The task
Write the next part of the passage on disciplining employees for similar offenses, starting right after its last sentence.

Source excerpt
###

Fairness and equal treatment are basic tenets of the HR profession. But that doesn’t mean all discipline cases merit equal punishment, even if the offenses are superficially similar.

You can—and often must—punish some rule breakers more severely than others. Just make certain you can justify the differences. That is, keep careful track of all the rules, who the rule breakers are and what their punishments are. Chances are no two people break the same rule in exactly the same way. Your judgment as to what punishment fits the crime is likely to be upheld by a court—if you can clearly explain and justify how you arrived at the decision.

Recent case: Police arrested Jermaine Simmons, who is black and worked for a private prison facility, for driving under the influence. He pleaded guilty, lost his license and was placed on unsupervised probation for one year. Simmons didn’t tell his supervisor about the arrest or guilty plea.

###

Dataset rows

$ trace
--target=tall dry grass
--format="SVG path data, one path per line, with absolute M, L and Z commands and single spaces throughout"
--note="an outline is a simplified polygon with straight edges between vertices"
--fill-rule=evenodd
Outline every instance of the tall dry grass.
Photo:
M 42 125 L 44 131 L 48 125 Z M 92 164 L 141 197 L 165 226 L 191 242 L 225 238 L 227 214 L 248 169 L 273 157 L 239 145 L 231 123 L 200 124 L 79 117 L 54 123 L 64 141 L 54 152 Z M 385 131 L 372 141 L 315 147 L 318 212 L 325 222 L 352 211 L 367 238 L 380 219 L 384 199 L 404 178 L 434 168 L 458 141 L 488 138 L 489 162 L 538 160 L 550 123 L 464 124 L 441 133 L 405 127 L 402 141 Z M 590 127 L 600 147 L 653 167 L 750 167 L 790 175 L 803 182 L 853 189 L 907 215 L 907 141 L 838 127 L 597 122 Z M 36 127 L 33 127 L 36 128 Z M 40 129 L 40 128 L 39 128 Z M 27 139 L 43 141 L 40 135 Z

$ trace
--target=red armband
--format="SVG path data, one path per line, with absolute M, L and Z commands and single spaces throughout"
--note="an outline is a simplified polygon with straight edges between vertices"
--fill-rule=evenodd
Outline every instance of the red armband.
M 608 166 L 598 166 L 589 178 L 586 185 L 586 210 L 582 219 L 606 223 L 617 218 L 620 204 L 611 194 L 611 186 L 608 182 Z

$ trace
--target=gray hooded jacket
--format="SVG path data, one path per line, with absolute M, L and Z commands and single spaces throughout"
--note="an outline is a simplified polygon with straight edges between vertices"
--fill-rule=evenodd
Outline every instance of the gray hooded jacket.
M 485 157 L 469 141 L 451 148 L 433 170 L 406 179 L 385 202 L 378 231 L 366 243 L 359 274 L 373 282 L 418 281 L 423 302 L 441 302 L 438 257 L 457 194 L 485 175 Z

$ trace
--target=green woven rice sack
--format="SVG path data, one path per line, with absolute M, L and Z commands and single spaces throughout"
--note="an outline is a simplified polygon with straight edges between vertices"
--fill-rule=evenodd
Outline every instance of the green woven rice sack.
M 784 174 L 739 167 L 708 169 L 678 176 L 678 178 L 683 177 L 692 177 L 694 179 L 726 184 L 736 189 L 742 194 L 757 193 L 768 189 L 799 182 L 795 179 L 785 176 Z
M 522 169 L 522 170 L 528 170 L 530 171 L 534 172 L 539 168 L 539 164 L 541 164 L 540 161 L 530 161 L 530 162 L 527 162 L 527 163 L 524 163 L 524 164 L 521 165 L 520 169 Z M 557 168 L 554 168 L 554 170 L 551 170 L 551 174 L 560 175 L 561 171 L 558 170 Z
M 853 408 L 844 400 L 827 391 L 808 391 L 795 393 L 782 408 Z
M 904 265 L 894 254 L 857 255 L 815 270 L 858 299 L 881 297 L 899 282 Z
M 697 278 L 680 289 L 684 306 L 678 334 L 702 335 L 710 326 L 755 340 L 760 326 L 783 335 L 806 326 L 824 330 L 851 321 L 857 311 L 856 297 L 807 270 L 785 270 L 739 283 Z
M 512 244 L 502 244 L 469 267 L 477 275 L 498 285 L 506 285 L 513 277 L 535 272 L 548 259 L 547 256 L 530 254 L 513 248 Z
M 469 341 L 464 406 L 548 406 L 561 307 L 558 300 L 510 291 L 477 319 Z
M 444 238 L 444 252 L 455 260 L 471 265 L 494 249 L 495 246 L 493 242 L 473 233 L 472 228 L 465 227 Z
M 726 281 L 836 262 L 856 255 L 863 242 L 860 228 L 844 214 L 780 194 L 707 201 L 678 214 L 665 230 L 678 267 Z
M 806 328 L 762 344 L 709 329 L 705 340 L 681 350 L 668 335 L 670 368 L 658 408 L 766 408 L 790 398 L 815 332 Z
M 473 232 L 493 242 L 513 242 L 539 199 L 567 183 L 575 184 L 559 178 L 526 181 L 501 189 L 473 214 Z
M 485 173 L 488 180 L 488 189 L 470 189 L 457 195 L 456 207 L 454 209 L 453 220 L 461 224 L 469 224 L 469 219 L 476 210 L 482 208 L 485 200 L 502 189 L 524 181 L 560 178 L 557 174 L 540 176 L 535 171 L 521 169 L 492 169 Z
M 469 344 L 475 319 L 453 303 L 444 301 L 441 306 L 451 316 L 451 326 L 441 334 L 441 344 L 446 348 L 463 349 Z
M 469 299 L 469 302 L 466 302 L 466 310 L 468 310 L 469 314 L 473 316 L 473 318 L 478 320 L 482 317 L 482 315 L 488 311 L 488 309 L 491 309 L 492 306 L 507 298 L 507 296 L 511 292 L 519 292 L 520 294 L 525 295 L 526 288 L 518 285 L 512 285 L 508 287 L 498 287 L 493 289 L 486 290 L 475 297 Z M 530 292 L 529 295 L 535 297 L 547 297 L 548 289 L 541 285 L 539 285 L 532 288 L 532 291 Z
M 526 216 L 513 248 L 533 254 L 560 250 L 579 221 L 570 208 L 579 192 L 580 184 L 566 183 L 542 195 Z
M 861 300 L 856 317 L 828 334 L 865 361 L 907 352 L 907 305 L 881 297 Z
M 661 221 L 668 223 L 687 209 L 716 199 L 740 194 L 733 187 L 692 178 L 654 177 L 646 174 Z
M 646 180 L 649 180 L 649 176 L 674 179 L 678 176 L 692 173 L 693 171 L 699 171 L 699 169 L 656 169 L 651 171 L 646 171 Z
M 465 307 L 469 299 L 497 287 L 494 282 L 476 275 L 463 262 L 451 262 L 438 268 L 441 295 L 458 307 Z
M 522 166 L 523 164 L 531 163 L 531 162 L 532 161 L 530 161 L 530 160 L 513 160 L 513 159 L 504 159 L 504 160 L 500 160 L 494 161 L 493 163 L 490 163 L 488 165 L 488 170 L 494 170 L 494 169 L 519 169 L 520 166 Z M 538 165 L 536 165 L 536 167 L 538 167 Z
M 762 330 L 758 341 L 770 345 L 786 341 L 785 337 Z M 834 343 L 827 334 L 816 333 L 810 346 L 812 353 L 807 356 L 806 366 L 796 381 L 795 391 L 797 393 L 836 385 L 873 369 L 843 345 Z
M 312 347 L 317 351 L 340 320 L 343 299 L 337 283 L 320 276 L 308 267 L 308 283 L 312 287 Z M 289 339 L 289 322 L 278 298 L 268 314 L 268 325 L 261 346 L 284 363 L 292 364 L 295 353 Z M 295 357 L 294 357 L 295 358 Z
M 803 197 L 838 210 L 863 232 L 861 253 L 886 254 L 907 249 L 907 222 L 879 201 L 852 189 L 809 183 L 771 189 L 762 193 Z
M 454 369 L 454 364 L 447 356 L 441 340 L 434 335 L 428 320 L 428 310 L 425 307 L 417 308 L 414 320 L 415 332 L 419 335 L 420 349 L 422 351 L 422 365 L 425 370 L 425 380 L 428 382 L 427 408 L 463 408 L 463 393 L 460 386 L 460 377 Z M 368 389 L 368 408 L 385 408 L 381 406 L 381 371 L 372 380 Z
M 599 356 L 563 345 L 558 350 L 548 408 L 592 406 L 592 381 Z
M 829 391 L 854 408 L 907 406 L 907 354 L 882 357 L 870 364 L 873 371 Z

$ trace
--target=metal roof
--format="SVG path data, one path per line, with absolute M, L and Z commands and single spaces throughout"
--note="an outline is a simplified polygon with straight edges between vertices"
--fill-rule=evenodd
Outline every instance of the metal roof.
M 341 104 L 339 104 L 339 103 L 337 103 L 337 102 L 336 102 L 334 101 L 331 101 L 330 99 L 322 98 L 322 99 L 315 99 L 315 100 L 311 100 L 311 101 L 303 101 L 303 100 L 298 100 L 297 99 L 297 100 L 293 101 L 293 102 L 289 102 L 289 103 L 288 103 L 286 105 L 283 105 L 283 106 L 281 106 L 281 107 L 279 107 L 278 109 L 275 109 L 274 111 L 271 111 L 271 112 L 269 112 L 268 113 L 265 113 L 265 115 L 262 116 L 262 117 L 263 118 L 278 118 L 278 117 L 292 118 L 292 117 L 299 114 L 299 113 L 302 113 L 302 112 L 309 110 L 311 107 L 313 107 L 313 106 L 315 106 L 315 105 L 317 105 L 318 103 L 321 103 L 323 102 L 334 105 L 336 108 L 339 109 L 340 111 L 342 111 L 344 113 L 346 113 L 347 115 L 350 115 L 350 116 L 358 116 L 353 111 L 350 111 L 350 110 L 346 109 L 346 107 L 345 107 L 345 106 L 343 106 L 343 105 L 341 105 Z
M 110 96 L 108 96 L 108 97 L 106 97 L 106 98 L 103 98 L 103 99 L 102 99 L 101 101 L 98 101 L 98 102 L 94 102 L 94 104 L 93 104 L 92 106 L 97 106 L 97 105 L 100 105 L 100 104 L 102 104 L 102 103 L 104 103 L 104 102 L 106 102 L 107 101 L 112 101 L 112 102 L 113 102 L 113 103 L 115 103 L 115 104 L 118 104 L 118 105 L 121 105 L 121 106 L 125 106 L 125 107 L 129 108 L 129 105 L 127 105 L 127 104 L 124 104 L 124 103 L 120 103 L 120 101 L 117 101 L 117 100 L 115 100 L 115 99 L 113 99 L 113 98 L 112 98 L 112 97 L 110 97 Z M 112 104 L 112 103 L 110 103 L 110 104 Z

###

Written answer
The same year, a traffic officer arrested a white co-worker of Simmons and charged her with failure to obey. The co-worker paid a fine and reported the incident to her supervisor.

The private prison had a clear policy requiring employees to report all arrests. The policy called for evaluating the seriousness of each incident on a case-by-case basis.

Since the white co-worker reported her arrest and wasn’t jailed or put on probation, the HR office didn’t punish her. But when it found out about Simmons’ legal problems, it fired him for not reporting the arrest in the first place and for committing a serious offense. He sued, alleging race discrimination.

The court didn’t buy Simmons’ attempt to compare his conduct to the co-worker’s. The employer was free to treat the two differently. (Simmons v. The G.E.O. Group, No. 2:05-CV-40, ED NC, 2007)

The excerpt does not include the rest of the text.